▸ **Source extract**:
Show HN: I built a tool to version control datasets (like Git, but for data)

shodata.com

2 points by aliefe04 8 hours ago

Hey everyone,

As a founder, I've been frustrated for years with how my team manages datasets for ML. It always ends up as data_final_v3_fixed.csv in an S3 bucket or a massive Git LFS file that nobody understands.

So, I built Shodata. It’s an open platform (like GitHub) but built specifically for dataset workflows.

The core idea is simple: you upload a file. A new version (v2, v3, etc.) is automatically created when you upload a new file with the same name. You receive a discussion board on every dataset, a complete history, and clean previews and statistics for every version.

To show how it works, I seeded it with a dataset I'm tracking: a log of LLM hallucinations. When I find new ones, I just upload the new file and it versions the dataset.

The platform is an MVP. It has a generous free tier (includes 3 personal private datasets & 10GB storage) and a single Pro plan that unlocks team/organization features (like Org creation and shared private datasets).

I’m looking for feedback from fellow engineers and ML folks on the workflow. Is this useful? What’s missing?

You can check out the platform here: https://shodata.com

And the LLM log dataset: https://shodata.com/shodata/llm-hallucinations

vmykyt 7 hours ago

That is good start

In (big-)data area the idea of data versioning is flying around for decades. As a current consensus for now is to treat information about your files, which is effectively a data, as a metadata.

Said this while trying to create your own solution is always good, maybe you could look at another solutions, like Apache Iceberg (free and open source).

In particular they have concept of Catalog

While from documentation it may look like to adopt Iceberg you need a lot of other moving part, in reality you can start from docker compose [2] and then manage your data using plain old sql syntax.

▸ **Source material**:
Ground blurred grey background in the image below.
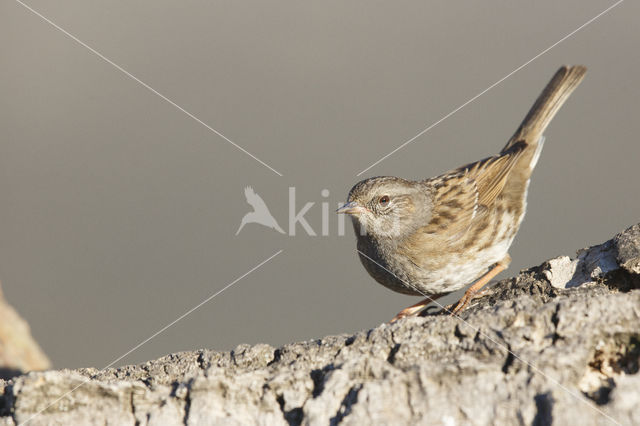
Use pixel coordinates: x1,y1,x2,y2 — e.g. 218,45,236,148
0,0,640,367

==

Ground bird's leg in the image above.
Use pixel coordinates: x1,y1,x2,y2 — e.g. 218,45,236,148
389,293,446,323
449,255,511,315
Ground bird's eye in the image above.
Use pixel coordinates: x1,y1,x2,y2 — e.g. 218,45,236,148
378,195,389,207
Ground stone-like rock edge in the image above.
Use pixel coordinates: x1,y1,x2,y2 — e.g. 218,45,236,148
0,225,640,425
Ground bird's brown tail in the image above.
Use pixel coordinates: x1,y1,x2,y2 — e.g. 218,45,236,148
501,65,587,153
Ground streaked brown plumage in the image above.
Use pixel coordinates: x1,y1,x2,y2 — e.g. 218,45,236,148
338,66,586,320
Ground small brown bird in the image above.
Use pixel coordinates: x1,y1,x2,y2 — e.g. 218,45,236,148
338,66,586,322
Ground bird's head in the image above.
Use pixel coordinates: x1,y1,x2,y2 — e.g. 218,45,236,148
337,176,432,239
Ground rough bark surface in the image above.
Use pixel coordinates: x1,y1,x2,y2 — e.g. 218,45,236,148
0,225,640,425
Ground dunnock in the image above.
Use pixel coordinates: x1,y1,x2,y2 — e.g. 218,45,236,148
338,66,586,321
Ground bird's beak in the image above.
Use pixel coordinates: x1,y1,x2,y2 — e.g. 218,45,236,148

▸ **Exercises**:
1. According to the Show HN post, what does a user receive with the datasets they upload? List each item.
2. Reproduce the part of the Show HN post that begins with the words "So, I built" and ends with "for every version.".

▸ **Answers for this exercise**:
1.
- a discussion board on every dataset
- a complete history
- clean previews for every version
- statistics for every version

2.
So, I built Shodata. It’s an open platform (like GitHub) but built specifically for dataset workflows.

The core idea is simple: you upload a file. A new version (v2, v3, etc.) is automatically created when you upload a new file with the same name. You receive a discussion board on every dataset, a complete history, and clean previews and statistics for every version.